[PROBLEM STATEMENT]
Please give back, exactly as written, only the line containing "Where can the woman's" and every line after it until the data below ends.
----
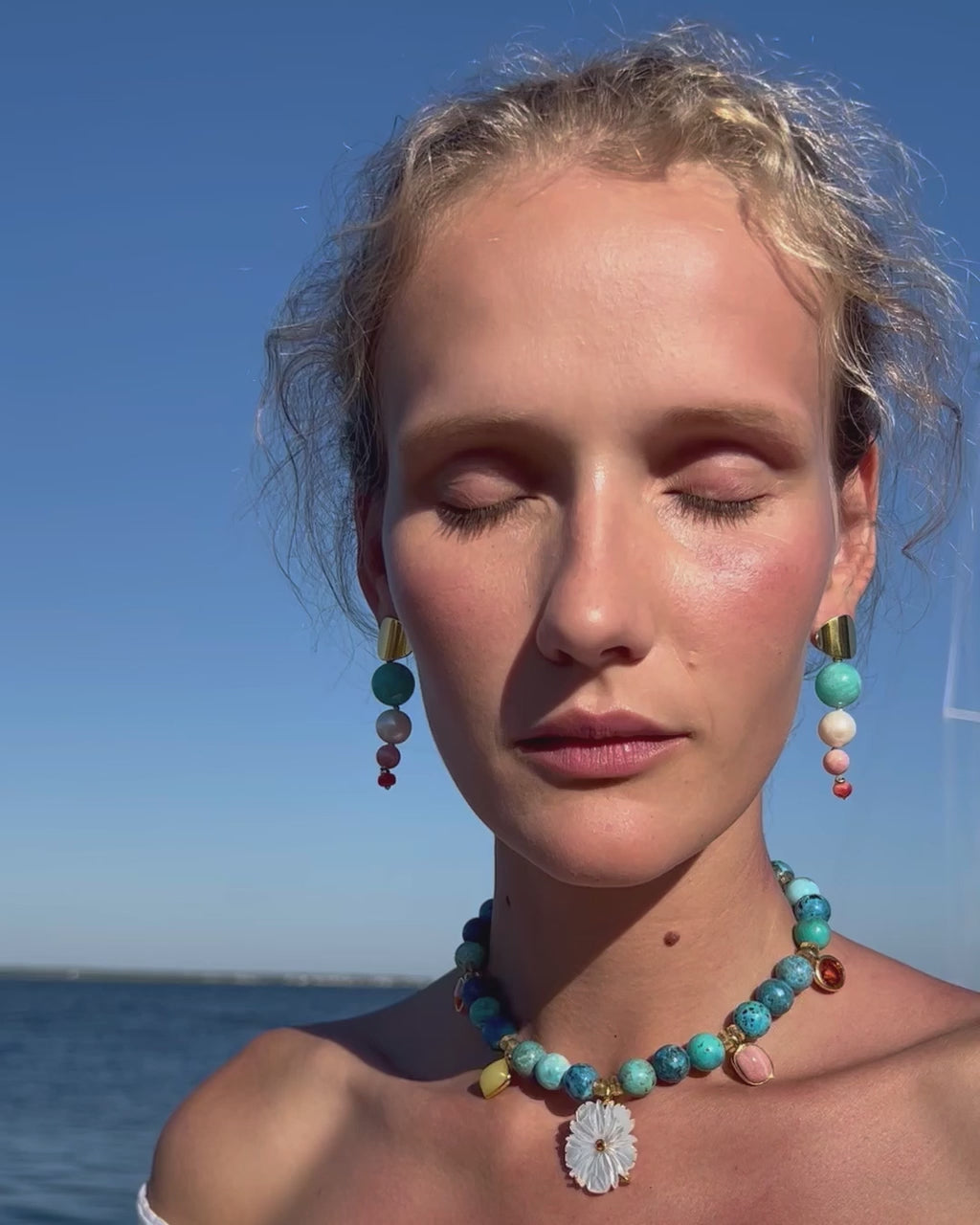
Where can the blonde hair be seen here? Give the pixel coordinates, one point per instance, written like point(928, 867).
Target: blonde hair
point(818, 179)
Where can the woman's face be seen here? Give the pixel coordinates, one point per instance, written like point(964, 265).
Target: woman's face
point(609, 489)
----
[THE COMPLETED TASK]
Where can the woman's face be seen here? Give the pixel coordinates, one point per instance, written like point(964, 265).
Target: woman's face
point(609, 489)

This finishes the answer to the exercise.